**WHAT IS EXPECTED:**
Can you lay out the part of the items below that opens with the line containing "Field-scouting task: mark every instance of the bare" and closes with the line containing "point(463, 386)" as a Markdown table with the columns Row and Text, numbering each row and skipping blank lines? Leave the pictures out of the answer.
[BEGIN SUPPLIED INFORMATION]
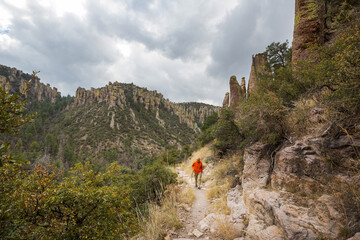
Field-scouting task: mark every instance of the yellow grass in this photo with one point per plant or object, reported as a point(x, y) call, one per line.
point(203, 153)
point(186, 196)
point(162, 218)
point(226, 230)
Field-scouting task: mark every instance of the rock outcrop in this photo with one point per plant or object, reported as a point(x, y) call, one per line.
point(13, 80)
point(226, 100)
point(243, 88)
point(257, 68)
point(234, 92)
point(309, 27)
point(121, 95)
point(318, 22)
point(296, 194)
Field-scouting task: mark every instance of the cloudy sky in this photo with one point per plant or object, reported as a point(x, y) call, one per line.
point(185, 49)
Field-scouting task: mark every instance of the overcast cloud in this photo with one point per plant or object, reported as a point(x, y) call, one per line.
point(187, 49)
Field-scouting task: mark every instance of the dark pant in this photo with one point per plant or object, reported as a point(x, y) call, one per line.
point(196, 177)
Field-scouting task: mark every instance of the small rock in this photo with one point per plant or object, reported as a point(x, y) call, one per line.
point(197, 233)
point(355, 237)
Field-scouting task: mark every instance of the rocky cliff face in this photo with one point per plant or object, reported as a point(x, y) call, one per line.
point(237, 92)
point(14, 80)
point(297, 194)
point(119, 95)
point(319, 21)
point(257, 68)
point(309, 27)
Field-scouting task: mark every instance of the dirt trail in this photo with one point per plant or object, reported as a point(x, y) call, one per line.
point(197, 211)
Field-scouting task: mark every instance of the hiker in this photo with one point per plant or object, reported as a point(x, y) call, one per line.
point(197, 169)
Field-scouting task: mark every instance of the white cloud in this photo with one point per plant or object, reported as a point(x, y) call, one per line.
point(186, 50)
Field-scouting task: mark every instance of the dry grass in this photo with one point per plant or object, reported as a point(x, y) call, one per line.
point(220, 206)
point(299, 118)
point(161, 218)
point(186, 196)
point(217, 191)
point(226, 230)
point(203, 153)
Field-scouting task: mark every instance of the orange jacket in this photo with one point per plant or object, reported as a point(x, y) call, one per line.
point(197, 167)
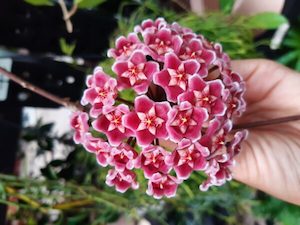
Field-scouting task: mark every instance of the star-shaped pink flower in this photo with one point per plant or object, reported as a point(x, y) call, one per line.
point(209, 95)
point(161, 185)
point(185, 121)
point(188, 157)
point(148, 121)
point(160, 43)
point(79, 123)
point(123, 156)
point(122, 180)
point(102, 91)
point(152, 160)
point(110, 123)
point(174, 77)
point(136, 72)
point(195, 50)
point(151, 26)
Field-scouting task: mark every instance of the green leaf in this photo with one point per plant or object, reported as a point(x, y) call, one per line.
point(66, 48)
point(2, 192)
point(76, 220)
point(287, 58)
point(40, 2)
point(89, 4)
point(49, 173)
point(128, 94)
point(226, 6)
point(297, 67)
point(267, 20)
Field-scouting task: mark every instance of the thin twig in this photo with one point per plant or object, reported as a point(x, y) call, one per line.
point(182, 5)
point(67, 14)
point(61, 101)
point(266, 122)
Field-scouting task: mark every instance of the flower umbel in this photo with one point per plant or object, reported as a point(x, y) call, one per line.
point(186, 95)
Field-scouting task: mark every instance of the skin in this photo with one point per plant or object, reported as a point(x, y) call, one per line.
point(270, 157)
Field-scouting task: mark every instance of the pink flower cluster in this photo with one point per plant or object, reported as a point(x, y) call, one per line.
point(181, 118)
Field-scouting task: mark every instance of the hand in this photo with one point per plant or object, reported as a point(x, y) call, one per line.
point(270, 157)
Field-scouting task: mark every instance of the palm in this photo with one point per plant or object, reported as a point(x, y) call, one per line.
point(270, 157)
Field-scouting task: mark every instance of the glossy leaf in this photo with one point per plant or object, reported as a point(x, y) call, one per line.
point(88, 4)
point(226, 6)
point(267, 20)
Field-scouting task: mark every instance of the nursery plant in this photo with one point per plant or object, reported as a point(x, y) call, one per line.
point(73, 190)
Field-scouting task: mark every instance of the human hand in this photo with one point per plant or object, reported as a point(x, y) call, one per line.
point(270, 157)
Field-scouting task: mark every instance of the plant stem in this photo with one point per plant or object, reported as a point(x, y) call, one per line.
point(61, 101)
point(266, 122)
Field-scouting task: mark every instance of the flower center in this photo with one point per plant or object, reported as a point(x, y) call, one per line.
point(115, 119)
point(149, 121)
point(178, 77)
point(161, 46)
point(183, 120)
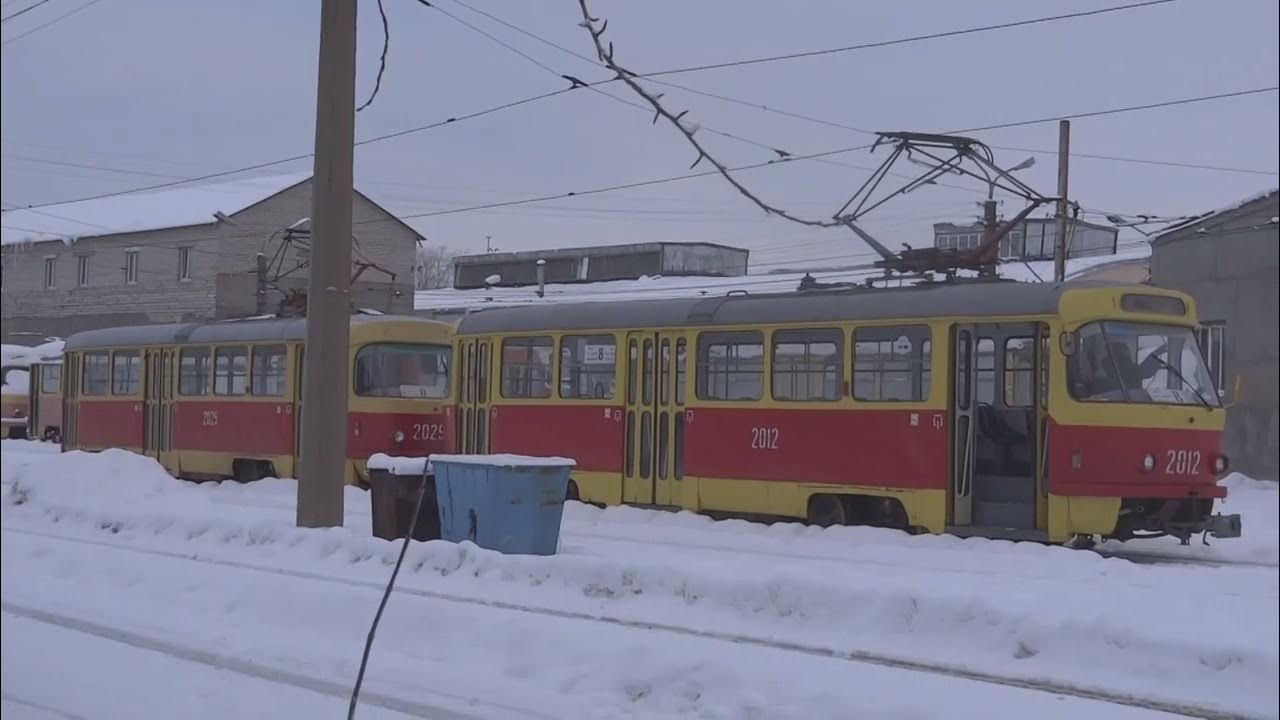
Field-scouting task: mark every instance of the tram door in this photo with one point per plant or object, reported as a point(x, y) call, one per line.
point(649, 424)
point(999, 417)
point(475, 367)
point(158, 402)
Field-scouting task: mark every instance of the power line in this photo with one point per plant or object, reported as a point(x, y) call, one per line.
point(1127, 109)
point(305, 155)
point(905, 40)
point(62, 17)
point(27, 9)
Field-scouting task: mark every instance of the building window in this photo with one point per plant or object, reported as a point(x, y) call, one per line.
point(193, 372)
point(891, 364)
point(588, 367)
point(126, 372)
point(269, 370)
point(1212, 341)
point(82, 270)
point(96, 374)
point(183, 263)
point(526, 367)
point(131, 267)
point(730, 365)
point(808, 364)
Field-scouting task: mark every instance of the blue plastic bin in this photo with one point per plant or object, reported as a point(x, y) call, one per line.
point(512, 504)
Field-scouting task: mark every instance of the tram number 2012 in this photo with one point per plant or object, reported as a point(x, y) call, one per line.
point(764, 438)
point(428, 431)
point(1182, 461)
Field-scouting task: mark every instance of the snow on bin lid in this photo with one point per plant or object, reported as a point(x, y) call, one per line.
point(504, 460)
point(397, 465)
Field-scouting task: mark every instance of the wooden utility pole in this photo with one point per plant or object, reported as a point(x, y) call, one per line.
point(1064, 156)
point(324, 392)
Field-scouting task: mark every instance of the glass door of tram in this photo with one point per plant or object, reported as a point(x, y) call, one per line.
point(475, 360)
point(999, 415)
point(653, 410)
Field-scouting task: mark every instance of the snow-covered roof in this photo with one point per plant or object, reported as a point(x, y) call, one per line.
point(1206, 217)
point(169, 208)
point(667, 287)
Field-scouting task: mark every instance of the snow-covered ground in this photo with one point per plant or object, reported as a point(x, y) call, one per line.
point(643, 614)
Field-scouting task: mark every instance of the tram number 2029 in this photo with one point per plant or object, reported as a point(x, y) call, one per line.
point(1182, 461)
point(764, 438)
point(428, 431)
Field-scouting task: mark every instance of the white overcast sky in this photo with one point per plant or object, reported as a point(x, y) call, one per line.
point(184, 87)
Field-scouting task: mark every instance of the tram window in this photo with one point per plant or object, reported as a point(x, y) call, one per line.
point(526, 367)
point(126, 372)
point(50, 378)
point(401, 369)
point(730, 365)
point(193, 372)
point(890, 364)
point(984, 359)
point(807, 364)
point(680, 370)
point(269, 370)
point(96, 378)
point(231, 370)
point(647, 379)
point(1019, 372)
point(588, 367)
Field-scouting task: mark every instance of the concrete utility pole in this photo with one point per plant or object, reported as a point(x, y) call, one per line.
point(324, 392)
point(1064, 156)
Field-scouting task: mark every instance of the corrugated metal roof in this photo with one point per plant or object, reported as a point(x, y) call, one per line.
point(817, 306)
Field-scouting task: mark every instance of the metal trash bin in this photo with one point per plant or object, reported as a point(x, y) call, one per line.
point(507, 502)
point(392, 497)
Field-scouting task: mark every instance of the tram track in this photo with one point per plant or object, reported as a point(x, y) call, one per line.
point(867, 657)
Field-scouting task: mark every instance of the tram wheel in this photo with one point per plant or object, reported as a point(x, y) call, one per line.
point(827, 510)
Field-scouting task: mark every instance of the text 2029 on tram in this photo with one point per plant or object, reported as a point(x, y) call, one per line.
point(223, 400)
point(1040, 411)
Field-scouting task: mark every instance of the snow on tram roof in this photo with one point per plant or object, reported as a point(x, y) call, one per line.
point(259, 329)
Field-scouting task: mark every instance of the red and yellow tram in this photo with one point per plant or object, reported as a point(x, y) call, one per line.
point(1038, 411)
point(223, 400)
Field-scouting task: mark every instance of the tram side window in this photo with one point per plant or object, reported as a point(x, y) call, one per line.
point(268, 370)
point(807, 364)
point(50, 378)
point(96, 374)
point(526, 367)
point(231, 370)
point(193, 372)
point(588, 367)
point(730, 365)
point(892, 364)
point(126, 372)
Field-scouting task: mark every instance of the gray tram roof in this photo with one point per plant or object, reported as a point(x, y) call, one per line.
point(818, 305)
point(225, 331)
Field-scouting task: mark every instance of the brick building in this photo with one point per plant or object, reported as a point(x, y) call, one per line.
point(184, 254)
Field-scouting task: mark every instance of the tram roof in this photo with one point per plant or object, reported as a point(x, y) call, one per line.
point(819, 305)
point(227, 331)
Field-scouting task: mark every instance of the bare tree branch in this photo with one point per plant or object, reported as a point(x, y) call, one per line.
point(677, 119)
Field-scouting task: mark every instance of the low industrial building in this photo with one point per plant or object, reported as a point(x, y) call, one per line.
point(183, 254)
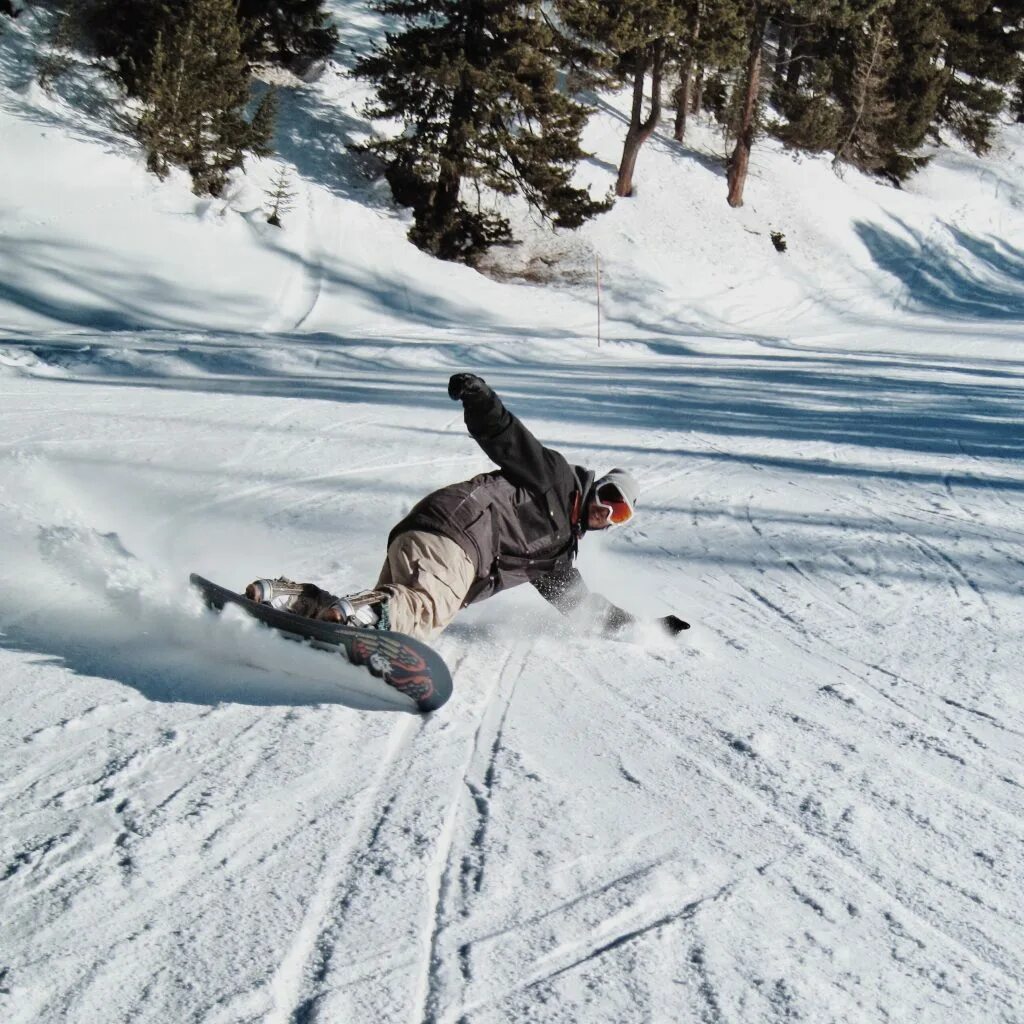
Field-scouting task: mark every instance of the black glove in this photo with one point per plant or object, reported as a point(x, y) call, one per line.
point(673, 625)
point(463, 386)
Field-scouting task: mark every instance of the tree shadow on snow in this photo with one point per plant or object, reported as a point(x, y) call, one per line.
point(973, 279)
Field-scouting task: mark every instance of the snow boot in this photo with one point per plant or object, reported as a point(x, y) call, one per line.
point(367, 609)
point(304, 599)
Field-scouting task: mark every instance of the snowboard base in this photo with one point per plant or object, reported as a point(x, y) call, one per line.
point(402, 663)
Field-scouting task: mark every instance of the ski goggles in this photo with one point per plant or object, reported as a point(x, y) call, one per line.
[END SUPPLIED INFORMATION]
**THE ANSWER:**
| Row | Text |
|---|---|
| 1 | Field-scouting task: mark every instance of the bare tree branch in this photo with one point per plant or object, reported as a point(x, y) call, one per line. |
| 2 | point(677, 119) |
| 3 | Field-scouting task: mark every instance of the low industrial building in this photo with one point per plant or object, reported as a point(x, y) call, one per line. |
| 4 | point(183, 254) |
| 5 | Field-scouting task: mark every instance of the black glove in this photo with one point per plant or object, reported as a point(x, y) call, one per line. |
| 6 | point(673, 625) |
| 7 | point(463, 386) |